REQUIREMENTS – In the forum thread below, to what request rate does performance with libasync drop when HTTPServerOption.distribute is used?

EXTRACT –
I use docker a lot so normally I run a proxy container in front 
of the app containers and have it handle ssl and virtual hosts 
routing.

Jan 02 2016

Etienne Cimon <etcimon gmail.com> writes:

On Saturday, 2 January 2016 at 10:05:56 UTC, Sebastiaan Koppe 
wrote:
 That is nice. Didn't know that. That would enable 
 zero-downtime-updates right?

Yes, although you might still break existing connections unless 
you can make the previous process wait for the existing 
connections to close after killing it.

 I use docker a lot so normally I run a proxy container in front 
 of the app containers and have it handle ssl and virtual hosts 
 routing.

I haven't needed to migrate out of my linux server yet (12c/24t 
128gb) but when I do, I'll just add another one and go for DNS 
round robin. I use cloudflare currently and in practice you can 
add/remove A records and it'll round robin through them.

If your server application is capable of running as multiple 
instances, it's only a matter of having the database/cache 
servers accessible from another server and you've got a very 
efficient load balancing that doesn't require any proxies.

Jan 02 2016

Daniel Kozak via Digitalmars-d <digitalmars-d puremagic.com> writes:

V Sat, 02 Jan 2016 03:00:19 +0000
Etienne Cimon via Digitalmars-d <digitalmars-d puremagic.com> napsáno:

 On Friday, 1 January 2016 at 11:38:53 UTC, Daniel Kozak wrote:
 On Thursday, 31 December 2015 at 18:23:17 UTC, Etienne Cimon 
 wrote:  
 On Thursday, 31 December 2015 at 13:29:49 UTC, Daniel Kozak 
 wrote:  
 On Thursday, 31 December 2015 at 12:09:30 UTC, Etienne Cimon 
 wrote:  
 [...]  

 When I use HTTPServerOption.distribute with libevent I get 
 better performance but with libasync it drops from 20000 
 req/s to 80 req/s. So maybe some another performance problem  

 I launch libasync programs as multiple processes, a bit like 
 postgresql. The TCP listening is done with REUSEADDR, so the 
 kernel can distribute it and it scales linearly without any 
 fear of contention on the GC. My globals go in redis or 
 databases  

 ?  

 
 With libasync, you can run multiple instances of your vibe.d 
 server and the linux kernel will round robin the incoming 
 connections.

Yes, but I speak about one instance of vibe.d with multiple
workerThreads witch perform really bad with libasync

Jan 04 2016

Etienne Cimon <etcimon gmail.com> writes:

On Monday, 4 January 2016 at 10:32:41 UTC, Daniel Kozak wrote:
 V Sat, 02 Jan 2016 03:00:19 +0000
 Etienne Cimon via Digitalmars-d <digitalmars-d puremagic.com> 
 napsáno:

 On Friday, 1 January 2016 at 11:38:53 UTC, Daniel Kozak wrote:
 On Thursday, 31 December 2015 at 18:23:17 UTC, Etienne Cimon 
 wrote:
 [...]

 ?

 
 With libasync, you can run multiple instances of your vibe.d 
 server and the linux kernel will round robin the incoming 
 connections.

EXTRACTED ENTRIES –

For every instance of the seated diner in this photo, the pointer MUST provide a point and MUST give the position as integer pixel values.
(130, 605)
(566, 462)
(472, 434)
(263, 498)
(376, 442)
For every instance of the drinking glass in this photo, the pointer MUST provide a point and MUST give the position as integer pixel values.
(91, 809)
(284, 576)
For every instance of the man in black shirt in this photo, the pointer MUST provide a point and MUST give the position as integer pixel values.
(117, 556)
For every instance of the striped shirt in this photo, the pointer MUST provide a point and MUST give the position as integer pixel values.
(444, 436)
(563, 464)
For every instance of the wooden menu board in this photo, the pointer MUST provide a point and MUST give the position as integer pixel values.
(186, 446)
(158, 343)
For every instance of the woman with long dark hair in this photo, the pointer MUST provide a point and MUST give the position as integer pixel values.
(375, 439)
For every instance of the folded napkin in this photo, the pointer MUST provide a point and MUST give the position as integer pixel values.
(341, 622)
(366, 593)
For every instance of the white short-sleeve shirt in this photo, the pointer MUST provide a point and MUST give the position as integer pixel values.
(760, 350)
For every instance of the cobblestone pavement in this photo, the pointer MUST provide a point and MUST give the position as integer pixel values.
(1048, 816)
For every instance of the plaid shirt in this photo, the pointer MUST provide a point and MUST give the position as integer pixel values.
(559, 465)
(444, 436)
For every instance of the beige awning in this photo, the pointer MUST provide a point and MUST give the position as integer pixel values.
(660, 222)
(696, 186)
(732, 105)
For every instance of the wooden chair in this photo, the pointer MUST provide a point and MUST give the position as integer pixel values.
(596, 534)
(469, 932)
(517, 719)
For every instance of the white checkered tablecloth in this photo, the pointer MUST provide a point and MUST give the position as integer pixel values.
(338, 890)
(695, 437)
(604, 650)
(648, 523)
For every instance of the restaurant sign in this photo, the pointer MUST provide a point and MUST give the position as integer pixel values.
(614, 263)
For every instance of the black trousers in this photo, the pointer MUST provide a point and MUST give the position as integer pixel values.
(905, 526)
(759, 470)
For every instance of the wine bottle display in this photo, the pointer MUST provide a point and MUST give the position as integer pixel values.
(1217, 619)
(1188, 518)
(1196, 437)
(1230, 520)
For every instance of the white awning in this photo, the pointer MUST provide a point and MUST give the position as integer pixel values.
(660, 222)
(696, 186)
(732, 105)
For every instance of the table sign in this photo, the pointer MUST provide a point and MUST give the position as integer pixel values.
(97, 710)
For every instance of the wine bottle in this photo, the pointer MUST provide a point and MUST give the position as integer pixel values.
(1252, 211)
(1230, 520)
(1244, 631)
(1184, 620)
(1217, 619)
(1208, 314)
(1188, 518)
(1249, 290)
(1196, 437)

ANSWER TO THIS PROBLEM – 80 req/s, down from 20000 req/s.